The Taichung Mosque () is a mosque in Nantun District, Taichung, Taiwan. It is the fourth mosque to be built in Taiwan.

History
After fleeing Mainland China with the Nationalist Government at the end of Chinese Civil War in 1949, some Chinese Muslims resided in Tianzhong Township, Changhua County. To accommodate theirs needs to pray, Muslims did their prayers in some houses. One notable house used for prayer was the house of Qi Yulao (耆于老). When their number grew bigger, such venues could no longer accommodate all of them.

First building

Ever since, they started to plan to build a mosque in 1951 with funds raised from various sources, including the government of Saudi Arabia. They chose the Japanese-style house at the No. 12, Lane 165, Zhongxiao Road (忠孝路), South District as the location for the Taichung Mosque. The size of the mosque was 130 square meter. Following a visit by the Minister of Transport of Saudi Arabia in April 1975 who found the mosque to be in a complete disrepair, funds were provided to the Chinese Muslim Association to establish a new Taichung Mosque at a new site.

Record excerpts:
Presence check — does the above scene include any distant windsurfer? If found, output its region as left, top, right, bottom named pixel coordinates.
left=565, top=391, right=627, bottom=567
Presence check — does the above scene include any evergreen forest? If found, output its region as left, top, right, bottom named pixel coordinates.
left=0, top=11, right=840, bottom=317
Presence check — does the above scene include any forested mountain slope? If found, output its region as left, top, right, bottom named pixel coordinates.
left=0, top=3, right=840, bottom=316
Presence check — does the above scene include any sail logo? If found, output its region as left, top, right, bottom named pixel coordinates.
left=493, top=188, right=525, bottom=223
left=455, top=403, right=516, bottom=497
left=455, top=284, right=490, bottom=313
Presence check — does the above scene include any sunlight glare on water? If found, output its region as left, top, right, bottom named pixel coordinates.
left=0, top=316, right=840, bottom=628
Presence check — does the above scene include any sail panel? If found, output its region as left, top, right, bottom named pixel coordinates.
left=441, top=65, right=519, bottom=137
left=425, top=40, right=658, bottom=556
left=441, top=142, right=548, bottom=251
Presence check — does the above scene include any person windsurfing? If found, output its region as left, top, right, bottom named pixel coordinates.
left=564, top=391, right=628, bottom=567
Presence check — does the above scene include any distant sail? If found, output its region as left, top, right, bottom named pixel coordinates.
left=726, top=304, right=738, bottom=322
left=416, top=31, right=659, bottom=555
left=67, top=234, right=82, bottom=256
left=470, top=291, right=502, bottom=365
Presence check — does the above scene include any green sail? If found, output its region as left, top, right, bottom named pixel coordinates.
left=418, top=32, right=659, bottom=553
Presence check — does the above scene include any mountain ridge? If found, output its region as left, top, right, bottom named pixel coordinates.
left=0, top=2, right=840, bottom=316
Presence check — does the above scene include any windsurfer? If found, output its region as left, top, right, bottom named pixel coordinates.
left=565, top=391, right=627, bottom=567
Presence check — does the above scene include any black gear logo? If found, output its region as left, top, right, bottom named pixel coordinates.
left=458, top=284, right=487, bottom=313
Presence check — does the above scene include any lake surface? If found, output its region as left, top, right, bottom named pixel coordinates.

To do:
a. Can you reproduce the stretch of the Taichung Mosque text from "The Taichung Mosque ()" through "all of them."?
b. According to the Taichung Mosque text, which government is named among the sources of funds for building the mosque?
c. How would you put this sentence from the Taichung Mosque text into French: "When their number grew bigger, such venues could no longer accommodate all of them."
Nothing in the listing is needed here.

Task-by-task results:
a.
The Taichung Mosque () is a mosque in Nantun District, Taichung, Taiwan. It is the fourth mosque to be built in Taiwan.

History
After fleeing Mainland China with the Nationalist Government at the end of Chinese Civil War in 1949, some Chinese Muslims resided in Tianzhong Township, Changhua County. To accommodate theirs needs to pray, Muslims did their prayers in some houses. One notable house used for prayer was the house of Qi Yulao (耆于老). When their number grew bigger, such venues could no longer accommodate all of them.

b. The government of Saudi Arabia.

c. Lorsque leur nombre a augmenté, ces lieux ne pouvaient plus tous les accueillir.